__Input material__
· · ·

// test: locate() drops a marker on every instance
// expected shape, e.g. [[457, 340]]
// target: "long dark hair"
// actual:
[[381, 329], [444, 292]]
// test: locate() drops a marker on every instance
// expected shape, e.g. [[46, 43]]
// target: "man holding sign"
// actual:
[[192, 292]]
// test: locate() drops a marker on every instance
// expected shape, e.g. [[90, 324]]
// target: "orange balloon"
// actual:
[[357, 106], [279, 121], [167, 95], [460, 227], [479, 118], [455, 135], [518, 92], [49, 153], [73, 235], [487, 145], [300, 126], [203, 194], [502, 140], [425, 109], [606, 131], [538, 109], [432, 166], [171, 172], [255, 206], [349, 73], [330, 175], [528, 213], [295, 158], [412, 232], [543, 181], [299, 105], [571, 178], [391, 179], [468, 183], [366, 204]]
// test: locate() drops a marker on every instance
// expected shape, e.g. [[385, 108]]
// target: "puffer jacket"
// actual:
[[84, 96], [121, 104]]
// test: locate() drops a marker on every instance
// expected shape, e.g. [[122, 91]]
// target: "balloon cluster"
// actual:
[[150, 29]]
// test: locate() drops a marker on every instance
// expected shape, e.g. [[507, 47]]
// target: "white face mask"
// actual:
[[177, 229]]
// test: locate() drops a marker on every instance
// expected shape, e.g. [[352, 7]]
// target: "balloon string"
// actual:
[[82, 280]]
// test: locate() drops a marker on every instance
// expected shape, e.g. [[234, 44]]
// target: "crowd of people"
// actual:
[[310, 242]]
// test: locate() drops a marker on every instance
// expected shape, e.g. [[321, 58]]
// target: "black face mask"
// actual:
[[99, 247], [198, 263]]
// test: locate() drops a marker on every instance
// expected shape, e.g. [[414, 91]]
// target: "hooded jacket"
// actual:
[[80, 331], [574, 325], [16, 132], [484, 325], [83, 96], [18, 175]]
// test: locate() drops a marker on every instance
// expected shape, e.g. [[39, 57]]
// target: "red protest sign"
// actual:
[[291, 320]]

· · ·

__Your task__
Repeat the listing in full, keeping every line exactly as it is.

__Expected answer__
// test: locate() drops a marker on every instance
// expected shape, e.g. [[457, 340]]
// target: "long dark hair"
// actual:
[[381, 329], [444, 292]]
// test: locate() drops a marker on every instance
// expected shape, e.g. [[46, 43]]
// target: "man holding sign"
// actual:
[[192, 292]]
// test: locate() drops a marker on every instance
// expected shape, e.g. [[90, 324]]
// target: "orange balloon"
// actual:
[[357, 106], [279, 121], [167, 95], [460, 227], [479, 118], [455, 135], [518, 92], [49, 153], [73, 235], [487, 145], [300, 126], [203, 194], [502, 140], [425, 109], [606, 131], [538, 109], [432, 166], [171, 172], [255, 206], [349, 73], [330, 175], [528, 213], [295, 158], [412, 232], [543, 181], [299, 105], [571, 178], [391, 179], [468, 183], [366, 204]]
// test: locate() drops a marker on every instance
// expected shape, e.g. [[385, 108]]
// target: "puffer jacket"
// actual:
[[84, 96], [121, 104]]
// test: locate() drops a marker on every instance
// expected shape, e.g. [[122, 91]]
// target: "balloon cluster"
// actual:
[[150, 29]]
// test: locate() drops a marker on every instance
// expected shape, e.g. [[507, 47]]
// target: "white face mask"
// actual:
[[177, 229]]
// test: locate() drops a marker on every instance
// expected shape, e.g. [[352, 7]]
// target: "balloon string"
// actual:
[[82, 280]]
// test: locate() drops a marker on every instance
// expected shape, e.g. [[234, 44]]
// target: "crowd of people"
// actual:
[[310, 242]]
// test: locate() drops a marker on every instance
// expected shape, e.g. [[321, 58]]
// target: "black face mask"
// actual:
[[99, 247], [198, 263]]
// test: locate() drops a marker on every instance
// expected shape, e.g. [[414, 91]]
// target: "hooded jacket"
// actual:
[[80, 331], [574, 325], [16, 132], [484, 325], [83, 96], [18, 175]]
// test: locate() drops a marker on every instance
// expected shape, e.g. [[39, 57]]
// target: "red protest sign"
// actual:
[[291, 320]]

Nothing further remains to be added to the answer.